AIM OF THE EXERCISE: Please copy every line of the records below that holds the word "badge".

-- SUPPLIED RECORDS follows --

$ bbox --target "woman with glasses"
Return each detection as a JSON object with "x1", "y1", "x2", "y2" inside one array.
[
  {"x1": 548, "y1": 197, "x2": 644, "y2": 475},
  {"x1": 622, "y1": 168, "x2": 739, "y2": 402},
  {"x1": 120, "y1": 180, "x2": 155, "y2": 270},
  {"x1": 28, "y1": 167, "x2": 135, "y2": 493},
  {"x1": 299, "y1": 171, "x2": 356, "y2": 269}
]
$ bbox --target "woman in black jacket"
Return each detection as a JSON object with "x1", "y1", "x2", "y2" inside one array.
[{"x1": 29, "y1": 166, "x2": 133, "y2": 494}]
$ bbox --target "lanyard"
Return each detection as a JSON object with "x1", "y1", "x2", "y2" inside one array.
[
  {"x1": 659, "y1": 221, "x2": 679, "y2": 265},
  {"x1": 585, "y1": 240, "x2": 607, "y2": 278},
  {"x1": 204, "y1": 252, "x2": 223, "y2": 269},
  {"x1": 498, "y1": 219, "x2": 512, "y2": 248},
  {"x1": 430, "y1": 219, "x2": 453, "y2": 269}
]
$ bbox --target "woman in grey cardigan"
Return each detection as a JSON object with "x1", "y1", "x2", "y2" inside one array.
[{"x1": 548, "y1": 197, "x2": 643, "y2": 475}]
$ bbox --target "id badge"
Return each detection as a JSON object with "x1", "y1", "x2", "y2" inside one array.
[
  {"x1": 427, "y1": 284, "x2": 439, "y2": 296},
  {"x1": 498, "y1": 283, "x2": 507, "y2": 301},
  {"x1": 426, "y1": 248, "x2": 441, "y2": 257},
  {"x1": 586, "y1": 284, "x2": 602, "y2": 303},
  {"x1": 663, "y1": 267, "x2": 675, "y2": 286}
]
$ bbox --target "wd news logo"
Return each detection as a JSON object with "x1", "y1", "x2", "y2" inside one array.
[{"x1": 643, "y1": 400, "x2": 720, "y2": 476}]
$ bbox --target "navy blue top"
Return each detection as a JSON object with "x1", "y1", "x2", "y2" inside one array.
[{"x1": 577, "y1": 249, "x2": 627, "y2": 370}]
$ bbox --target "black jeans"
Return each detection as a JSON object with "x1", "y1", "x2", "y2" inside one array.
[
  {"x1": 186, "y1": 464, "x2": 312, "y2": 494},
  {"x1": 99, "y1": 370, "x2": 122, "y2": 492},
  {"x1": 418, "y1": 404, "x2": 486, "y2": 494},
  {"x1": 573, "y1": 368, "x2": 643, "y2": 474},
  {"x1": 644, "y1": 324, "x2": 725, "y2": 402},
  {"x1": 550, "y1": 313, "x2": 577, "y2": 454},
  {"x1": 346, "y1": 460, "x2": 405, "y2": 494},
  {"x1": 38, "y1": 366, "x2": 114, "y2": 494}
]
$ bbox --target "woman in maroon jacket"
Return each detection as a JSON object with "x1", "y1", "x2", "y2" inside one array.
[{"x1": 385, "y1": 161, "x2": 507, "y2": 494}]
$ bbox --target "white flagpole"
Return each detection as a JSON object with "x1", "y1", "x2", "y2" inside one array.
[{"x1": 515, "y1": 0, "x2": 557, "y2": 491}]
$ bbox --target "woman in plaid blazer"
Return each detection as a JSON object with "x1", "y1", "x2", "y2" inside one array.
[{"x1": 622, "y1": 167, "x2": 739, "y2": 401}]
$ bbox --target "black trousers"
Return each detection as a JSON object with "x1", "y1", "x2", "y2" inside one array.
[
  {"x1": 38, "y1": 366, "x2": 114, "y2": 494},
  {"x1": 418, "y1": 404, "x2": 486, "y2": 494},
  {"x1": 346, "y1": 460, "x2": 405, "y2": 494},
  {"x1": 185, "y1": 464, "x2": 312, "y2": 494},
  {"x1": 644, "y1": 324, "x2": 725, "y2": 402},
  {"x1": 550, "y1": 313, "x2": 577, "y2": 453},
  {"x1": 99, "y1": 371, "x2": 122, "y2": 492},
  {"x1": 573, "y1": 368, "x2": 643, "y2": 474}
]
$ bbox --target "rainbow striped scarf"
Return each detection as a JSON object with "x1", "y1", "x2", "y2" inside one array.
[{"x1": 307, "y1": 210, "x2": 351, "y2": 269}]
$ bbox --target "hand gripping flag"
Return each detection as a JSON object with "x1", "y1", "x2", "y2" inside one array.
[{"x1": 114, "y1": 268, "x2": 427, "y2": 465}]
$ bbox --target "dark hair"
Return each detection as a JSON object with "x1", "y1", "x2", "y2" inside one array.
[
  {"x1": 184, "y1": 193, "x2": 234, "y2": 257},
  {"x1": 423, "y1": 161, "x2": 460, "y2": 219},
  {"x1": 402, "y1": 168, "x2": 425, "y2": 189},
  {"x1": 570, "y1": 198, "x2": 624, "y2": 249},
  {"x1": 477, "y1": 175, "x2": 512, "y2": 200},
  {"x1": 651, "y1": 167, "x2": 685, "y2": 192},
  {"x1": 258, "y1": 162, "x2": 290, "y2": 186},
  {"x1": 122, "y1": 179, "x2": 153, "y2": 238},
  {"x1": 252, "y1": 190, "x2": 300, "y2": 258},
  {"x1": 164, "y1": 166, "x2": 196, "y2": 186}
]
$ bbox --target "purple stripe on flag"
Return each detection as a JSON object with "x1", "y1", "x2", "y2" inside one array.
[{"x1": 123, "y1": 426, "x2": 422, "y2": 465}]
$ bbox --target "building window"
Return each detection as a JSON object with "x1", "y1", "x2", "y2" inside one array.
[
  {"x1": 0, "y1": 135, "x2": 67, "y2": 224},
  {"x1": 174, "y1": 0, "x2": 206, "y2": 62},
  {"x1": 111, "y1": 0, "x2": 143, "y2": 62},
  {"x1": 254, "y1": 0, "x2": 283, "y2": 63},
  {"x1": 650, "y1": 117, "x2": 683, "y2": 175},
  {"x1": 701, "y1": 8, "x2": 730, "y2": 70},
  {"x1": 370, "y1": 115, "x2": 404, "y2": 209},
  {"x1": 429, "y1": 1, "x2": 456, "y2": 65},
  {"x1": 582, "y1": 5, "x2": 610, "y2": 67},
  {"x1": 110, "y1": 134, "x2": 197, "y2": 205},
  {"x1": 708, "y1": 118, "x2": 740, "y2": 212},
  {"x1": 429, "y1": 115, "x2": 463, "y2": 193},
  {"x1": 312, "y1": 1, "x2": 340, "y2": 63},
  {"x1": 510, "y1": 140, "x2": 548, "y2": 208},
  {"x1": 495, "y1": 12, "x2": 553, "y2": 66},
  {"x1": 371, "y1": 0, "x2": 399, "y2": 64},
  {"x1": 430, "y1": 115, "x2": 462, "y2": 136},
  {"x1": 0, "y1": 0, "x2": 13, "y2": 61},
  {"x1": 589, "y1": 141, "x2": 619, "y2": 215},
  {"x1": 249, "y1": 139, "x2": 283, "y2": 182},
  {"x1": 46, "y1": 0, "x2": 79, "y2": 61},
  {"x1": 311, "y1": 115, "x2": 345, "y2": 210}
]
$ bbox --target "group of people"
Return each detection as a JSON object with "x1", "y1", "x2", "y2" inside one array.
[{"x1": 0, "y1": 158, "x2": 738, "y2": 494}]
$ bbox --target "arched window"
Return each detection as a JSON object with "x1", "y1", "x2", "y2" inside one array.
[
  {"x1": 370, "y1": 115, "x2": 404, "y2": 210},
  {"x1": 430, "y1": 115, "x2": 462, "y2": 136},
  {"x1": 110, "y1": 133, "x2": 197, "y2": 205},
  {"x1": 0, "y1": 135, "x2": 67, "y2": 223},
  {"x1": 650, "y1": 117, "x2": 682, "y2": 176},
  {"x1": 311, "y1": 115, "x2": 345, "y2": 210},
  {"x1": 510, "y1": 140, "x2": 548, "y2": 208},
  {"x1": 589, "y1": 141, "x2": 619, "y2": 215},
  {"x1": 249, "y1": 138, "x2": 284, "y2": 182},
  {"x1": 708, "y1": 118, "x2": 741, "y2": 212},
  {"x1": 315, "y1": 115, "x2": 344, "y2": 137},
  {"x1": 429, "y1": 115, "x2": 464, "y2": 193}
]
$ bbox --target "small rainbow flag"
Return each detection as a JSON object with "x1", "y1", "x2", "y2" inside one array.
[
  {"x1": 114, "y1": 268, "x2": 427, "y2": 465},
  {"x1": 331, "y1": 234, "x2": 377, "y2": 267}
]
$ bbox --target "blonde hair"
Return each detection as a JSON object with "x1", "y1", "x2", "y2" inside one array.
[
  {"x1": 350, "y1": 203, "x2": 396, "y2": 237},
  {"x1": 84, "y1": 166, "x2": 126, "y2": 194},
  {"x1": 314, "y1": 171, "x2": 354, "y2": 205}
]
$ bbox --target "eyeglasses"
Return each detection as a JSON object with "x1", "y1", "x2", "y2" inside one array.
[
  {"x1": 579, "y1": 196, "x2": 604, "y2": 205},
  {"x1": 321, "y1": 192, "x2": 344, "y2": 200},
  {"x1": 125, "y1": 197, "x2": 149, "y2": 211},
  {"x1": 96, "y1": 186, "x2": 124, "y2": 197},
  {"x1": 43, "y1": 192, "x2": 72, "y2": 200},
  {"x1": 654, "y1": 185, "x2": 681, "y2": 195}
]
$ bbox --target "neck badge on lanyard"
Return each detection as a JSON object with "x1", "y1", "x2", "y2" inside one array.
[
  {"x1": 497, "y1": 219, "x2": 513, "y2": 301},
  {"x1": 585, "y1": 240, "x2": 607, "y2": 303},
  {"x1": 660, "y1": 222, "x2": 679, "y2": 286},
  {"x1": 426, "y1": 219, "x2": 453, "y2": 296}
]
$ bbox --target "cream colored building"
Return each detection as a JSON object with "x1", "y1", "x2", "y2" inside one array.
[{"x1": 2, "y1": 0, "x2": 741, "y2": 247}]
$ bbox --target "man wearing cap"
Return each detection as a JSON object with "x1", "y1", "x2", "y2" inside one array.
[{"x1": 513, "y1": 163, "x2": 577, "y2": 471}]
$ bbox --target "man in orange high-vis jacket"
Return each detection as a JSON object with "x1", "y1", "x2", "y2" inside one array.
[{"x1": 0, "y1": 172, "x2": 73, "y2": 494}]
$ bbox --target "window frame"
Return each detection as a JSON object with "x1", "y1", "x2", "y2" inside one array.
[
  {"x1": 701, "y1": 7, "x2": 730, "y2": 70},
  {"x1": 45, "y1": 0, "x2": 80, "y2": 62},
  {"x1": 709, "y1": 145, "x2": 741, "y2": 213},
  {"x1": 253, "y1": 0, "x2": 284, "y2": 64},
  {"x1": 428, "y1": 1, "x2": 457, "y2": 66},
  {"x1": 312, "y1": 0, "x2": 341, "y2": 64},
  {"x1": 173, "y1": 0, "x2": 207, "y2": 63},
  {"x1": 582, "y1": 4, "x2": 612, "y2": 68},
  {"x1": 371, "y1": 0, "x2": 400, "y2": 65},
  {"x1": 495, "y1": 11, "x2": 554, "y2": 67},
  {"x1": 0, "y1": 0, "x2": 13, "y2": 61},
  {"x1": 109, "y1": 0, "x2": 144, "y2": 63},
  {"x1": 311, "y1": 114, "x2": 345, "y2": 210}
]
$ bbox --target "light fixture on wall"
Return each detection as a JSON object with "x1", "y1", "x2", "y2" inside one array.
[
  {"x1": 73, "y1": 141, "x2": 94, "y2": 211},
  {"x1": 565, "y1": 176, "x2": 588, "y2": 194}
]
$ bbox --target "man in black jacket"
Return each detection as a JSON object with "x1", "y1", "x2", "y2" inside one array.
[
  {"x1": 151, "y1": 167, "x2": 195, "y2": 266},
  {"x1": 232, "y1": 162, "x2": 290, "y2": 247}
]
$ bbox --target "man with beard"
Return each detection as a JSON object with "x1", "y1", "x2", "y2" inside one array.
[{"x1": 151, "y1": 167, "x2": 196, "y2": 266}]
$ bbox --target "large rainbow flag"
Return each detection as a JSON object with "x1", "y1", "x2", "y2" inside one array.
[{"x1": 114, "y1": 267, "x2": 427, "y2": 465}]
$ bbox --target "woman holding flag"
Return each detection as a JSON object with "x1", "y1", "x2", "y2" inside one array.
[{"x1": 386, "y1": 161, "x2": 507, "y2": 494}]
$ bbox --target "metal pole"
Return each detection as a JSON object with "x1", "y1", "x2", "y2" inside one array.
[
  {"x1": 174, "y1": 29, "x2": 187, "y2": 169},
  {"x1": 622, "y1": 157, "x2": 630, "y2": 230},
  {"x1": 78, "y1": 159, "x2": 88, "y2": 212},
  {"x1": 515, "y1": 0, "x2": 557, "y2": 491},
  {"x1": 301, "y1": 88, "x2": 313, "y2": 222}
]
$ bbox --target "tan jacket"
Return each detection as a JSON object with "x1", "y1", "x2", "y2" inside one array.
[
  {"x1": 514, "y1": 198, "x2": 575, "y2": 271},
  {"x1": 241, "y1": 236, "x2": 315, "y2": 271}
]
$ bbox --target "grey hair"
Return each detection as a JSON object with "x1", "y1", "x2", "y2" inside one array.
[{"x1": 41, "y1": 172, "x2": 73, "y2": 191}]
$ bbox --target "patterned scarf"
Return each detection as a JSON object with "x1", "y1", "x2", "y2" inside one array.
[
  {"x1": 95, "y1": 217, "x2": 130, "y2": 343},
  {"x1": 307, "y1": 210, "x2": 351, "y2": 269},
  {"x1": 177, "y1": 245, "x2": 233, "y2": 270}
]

-- SUPPLIED RECORDS concluded --

SOLUTION TO THE PROBLEM:
$ bbox --target "id badge"
$ bbox --target "neck badge on lanyard"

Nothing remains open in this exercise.